◆ Set exercise: Report how many lines in the rows below contain the word "door". Give only the number.

Dataset rows:
·····
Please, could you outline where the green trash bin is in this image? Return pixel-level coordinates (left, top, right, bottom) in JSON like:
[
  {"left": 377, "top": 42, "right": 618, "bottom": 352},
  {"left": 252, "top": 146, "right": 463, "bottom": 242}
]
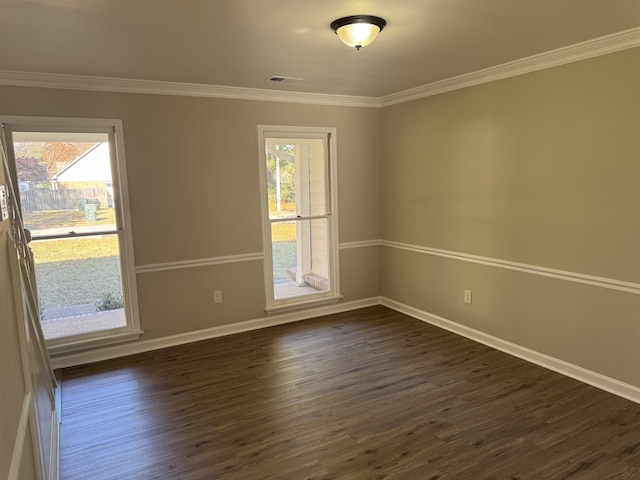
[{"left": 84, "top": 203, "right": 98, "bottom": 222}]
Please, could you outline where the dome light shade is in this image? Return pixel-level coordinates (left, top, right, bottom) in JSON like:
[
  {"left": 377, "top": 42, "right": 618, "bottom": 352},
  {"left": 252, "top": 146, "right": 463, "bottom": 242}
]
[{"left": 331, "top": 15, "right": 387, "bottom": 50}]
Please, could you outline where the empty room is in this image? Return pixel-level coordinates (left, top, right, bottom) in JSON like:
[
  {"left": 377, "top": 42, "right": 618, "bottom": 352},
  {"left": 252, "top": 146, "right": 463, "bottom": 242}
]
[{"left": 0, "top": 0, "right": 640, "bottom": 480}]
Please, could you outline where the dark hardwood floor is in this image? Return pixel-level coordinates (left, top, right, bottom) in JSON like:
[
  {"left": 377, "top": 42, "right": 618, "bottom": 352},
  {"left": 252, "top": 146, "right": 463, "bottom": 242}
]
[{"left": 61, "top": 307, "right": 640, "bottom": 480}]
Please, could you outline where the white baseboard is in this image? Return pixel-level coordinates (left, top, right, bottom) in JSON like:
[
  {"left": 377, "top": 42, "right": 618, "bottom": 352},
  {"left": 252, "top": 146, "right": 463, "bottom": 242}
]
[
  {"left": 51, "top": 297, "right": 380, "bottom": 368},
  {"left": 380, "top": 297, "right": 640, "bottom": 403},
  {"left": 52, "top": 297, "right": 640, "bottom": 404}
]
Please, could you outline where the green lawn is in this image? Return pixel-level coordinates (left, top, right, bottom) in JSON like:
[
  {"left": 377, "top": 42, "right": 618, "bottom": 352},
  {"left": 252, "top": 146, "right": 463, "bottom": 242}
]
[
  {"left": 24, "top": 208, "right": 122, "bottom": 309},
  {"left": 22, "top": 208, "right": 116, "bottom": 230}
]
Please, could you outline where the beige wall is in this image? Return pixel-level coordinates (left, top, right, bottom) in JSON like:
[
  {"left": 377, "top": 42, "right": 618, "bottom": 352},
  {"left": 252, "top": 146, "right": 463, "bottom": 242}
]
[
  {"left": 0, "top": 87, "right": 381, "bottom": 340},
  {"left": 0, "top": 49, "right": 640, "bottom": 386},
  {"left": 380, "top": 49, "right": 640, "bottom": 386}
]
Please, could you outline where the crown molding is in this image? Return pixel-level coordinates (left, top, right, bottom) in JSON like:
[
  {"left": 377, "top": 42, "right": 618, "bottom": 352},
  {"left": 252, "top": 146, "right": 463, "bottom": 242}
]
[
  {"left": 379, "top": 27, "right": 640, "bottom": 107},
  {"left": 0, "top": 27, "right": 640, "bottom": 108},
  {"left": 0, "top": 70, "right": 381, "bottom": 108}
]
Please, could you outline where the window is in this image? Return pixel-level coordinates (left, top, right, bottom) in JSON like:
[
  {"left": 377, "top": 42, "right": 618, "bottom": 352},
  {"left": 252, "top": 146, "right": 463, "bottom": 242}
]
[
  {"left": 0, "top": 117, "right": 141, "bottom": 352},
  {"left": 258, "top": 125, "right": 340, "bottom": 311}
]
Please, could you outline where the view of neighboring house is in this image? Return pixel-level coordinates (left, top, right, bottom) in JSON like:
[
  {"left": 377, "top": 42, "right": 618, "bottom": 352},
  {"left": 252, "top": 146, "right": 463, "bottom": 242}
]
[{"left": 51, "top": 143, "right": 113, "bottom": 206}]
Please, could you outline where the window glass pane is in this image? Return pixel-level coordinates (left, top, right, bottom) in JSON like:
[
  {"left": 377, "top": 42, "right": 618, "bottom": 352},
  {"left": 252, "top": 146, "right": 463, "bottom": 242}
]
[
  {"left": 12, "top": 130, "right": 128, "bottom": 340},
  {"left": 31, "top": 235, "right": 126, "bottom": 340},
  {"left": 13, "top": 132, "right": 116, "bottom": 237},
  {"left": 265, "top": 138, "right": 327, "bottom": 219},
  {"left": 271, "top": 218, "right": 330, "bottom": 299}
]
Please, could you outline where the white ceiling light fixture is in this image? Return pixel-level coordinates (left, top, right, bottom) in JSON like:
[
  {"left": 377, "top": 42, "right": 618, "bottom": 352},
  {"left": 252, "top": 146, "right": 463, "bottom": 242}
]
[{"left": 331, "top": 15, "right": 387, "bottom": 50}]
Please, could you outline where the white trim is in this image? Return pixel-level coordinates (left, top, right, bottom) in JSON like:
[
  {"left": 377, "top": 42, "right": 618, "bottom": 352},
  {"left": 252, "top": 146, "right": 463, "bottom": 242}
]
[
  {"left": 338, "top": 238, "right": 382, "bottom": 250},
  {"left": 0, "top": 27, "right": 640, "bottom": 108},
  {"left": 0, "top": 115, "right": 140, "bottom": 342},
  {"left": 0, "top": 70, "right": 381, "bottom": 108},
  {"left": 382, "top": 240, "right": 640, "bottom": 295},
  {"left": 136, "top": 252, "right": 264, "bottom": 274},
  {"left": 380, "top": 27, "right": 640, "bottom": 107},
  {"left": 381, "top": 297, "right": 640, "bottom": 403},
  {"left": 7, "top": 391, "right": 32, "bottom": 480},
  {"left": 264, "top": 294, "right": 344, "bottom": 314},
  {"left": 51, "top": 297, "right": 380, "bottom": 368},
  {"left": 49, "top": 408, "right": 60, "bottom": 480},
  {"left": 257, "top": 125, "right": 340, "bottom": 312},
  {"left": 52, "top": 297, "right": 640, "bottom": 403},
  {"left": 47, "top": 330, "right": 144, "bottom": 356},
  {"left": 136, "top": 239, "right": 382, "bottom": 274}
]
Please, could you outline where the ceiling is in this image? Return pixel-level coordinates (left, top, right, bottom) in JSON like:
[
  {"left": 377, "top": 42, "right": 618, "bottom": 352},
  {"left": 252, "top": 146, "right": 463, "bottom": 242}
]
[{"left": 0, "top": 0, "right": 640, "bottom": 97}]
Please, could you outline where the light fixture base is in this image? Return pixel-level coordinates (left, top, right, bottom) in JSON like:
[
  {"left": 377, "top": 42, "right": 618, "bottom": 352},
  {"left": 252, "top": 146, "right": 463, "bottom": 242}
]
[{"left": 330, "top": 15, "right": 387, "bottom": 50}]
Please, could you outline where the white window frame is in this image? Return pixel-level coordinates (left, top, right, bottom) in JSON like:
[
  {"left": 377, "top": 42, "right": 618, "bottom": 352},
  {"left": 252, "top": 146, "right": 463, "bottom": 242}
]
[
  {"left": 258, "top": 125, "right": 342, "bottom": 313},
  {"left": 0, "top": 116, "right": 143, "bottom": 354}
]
·····
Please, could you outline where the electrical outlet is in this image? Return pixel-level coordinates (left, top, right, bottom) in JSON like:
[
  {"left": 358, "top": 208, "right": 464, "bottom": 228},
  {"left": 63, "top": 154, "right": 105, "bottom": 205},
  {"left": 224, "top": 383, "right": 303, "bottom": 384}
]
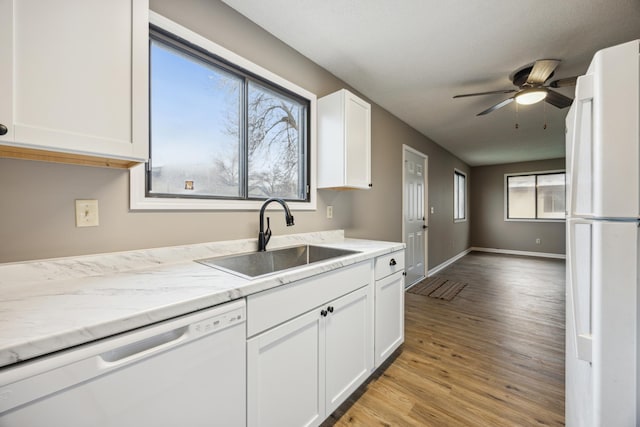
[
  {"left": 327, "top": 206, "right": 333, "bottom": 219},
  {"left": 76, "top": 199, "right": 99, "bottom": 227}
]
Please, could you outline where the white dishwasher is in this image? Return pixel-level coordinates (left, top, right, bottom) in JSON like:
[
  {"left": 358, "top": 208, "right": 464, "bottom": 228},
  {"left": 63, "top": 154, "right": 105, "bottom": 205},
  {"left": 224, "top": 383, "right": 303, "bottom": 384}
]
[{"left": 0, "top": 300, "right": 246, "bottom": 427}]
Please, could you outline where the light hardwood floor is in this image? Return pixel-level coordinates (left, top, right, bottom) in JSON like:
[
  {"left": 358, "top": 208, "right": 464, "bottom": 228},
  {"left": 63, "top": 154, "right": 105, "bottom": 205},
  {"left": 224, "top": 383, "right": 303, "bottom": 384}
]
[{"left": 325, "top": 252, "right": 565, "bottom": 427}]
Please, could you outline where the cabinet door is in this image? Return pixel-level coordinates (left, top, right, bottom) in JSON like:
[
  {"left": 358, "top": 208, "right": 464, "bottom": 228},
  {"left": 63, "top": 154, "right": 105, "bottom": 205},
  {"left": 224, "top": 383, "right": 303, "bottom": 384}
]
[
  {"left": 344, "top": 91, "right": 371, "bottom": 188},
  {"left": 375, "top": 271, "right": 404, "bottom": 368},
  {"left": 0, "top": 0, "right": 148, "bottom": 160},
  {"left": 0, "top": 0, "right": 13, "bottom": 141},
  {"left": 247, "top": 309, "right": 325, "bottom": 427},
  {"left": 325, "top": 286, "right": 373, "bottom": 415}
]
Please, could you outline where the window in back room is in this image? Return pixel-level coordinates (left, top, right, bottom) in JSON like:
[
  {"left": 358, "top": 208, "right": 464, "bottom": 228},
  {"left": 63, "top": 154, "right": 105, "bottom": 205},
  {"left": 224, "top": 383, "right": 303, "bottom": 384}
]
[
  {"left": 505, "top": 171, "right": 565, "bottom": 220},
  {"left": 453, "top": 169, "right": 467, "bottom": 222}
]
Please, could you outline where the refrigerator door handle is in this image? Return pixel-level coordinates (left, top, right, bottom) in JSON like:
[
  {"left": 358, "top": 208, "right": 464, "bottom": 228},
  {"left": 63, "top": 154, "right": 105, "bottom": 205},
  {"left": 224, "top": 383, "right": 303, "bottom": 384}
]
·····
◆ The response: 2